Quoted passage:
⟨

I grimaced, eyes squeezing shut, and wished I felt a twinge of guilt. It’s like the Overseer always says, love is just a cover.

“Don’t worry, no need to say it,” Marla said as the engine revved, the floorplates shook, and the airstream lifted skyward. “Shipped enough victims out of here to know.”

Notice, she pays attention to her surroundings and makes choices based on her condition in service of her needs. She needs to get out quickly, but would run into more trouble stealing a car so she calls up a cab driven by a human. Human’s are easier to manipulate in short order than code cracking. She specifically aims for a female cab driver, one preferably older than she is.

Why?

She’s female. Another woman is more likely to assume her injuries are because of a man, and a cab driver will have encountered this scenario often enough to not pry too deeply into it. An older woman is likelier to be maternal and protective, but not so protective that she’ll stay beyond when Thirteen needs her too. However, pay attention to the fact that Thirteen never verbally confirms it was a man who caused her injuries. She lets Marla assume, and fill in the blanks herself. This gives her an out later if she needs to change her story and place the blame on Marla’s shoulders for misunderstanding.

This is an example of what’s called social engineering.
Deliberately manipulating the people in your environment to divulge
confidential information or getting them to do what you want.

Notice also: After getting into the vehicle, Thirteen’s hand goes to the gun she stole. As she is playing to Marla’s sympathies, she is also assessing the possibility of killing this woman and taking control of the car if things don’t go the way she’s planned. Thirteen would prefer to exit by the easiest means possible, but a good spy always has a contingency. She won’t compromise her safety, and civilian lives mean next to nothing. A dead body is one more problem to deal with, one more attention getter that she doesn’t want, but she’ll go there. Violence is messy, and sometimes necessary.

There’s no real difference between a spy and a conman. Still, if you want to trick people there’s a few rules to follow.

What a spy isn’t:

A compulsive liar, an overseller, or lies all the time. An undercover operative needs to maintain their identity, that is one identity, singular. While a spy can create many false personalities, they should only be using one at a time with the goal of giving away as little information in trade as possible.

Notice: Thirteen does not tell Marla a story, she lets Marla create the story and then plays along. It is easier to convince someone of a lie when they’ll craft it themselves. Why say something when you can get just as much by saying nothing at all?

“You’ve told her three lies. Suppose she’s an asset, now you have to make all three lies true.” – Spy Game

Your character can’t just lie, a liar will be caught after a prolonged period of time. They need to manipulate the truth by creating a fiction. A cover is a fictional person with a fictional job who people think really exists when they check the character’s identity. Assume their identity will be checked, re-checked, and checked again. They are not maintaining a cover to a singular individual, but multiple ones. Their assets are the locals they are manipulating in order gain access to information, and who often run the jobs for them. These assets will, most of the time, not know the truth or not know the whole truth about who the spy really is.

Assets can be friends, business associates, girlfriends/boyfriends, wives/husbands, disgruntled employees, janitors, etc.

Your character can’t enter a business or government agency as a pretend janitor if they’re also going there everyday as a reporter or contractor or some other job. They must maintain the fiction of their identity.

⟩

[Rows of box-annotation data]

⟨

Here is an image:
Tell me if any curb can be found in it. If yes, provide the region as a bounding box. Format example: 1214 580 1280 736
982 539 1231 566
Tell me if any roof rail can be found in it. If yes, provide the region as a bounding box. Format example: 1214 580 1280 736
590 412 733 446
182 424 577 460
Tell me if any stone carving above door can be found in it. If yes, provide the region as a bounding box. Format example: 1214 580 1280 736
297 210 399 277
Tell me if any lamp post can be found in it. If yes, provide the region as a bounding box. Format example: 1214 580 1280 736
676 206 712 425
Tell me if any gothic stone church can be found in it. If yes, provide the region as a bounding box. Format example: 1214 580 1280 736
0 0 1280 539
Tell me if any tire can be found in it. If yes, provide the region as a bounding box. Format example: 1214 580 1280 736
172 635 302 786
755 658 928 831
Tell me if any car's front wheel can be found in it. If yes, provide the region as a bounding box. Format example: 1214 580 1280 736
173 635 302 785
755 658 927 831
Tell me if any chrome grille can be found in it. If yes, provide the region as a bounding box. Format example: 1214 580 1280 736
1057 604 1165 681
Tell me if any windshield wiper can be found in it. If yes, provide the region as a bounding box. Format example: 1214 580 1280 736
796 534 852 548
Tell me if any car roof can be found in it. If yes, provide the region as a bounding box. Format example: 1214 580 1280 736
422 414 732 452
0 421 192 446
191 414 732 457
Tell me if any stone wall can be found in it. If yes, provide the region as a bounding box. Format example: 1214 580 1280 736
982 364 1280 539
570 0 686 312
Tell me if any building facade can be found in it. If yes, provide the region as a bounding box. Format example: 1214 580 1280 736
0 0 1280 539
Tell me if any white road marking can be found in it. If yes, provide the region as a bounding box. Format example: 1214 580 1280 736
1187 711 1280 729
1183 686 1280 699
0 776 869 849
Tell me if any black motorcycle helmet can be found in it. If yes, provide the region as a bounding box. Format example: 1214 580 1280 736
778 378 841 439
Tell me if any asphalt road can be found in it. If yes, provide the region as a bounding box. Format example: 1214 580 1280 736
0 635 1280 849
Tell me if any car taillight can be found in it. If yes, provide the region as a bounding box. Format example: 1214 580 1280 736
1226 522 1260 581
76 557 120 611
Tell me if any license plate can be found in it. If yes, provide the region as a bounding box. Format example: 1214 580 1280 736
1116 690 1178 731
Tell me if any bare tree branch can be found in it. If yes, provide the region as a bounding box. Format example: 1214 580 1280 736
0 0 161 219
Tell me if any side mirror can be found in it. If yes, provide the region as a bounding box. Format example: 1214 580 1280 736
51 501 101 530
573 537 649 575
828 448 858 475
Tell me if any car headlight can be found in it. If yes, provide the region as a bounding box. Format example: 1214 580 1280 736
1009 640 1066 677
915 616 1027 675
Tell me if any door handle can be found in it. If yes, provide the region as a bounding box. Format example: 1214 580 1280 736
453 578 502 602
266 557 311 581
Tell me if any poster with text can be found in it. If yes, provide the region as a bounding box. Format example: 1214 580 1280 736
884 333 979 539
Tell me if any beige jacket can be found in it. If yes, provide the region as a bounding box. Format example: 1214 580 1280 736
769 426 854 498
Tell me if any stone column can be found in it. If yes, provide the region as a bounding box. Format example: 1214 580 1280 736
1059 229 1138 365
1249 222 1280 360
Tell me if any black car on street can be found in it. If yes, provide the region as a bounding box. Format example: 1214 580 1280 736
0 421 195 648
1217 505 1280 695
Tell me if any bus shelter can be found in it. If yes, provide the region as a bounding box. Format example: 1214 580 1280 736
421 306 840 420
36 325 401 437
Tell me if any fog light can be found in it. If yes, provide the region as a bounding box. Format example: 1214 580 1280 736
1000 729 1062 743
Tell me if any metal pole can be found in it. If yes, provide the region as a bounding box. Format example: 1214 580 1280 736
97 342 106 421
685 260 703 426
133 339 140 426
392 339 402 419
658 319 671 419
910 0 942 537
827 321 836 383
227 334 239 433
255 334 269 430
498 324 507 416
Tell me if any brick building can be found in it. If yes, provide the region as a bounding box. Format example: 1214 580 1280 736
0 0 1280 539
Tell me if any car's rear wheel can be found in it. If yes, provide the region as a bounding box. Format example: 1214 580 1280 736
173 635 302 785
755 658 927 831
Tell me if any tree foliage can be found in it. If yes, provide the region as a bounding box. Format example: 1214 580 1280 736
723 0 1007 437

⟩

Exercise requirements:
1 > Using the passage on spy characters, decide whether each statement agrees with it: (a) Thirteen tells Marla that a man caused her injuries. (b) A spy should use only one false personality at a time. (c) Thirteen calls a cab driven by a human instead of stealing a car. Give yes or no for each, with the text's deciding words quoted.
2 > Write out the stretch of the passage on spy characters from "She’s female. Another" through "what you want.".

Results for each task:
1 >
(a) No: "Thirteen never verbally confirms it was a man who caused her injuries."
(b) Yes: "they should only be using one at a time"
(c) Yes: "but would run into more trouble stealing a car so she calls up a cab driven by a human"

2 >
She’s female. Another woman is more likely to assume her injuries are because of a man, and a cab driver will have encountered this scenario often enough to not pry too deeply into it. An older woman is likelier to be maternal and protective, but not so protective that she’ll stay beyond when Thirteen needs her too. However, pay attention to the fact that Thirteen never verbally confirms it was a man who caused her injuries. She lets Marla assume, and fill in the blanks herself. This gives her an out later if she needs to change her story and place the blame on Marla’s shoulders for misunderstanding.

This is an example of what’s called social engineering.
Deliberately manipulating the people in your environment to divulge
confidential information or getting them to do what you want.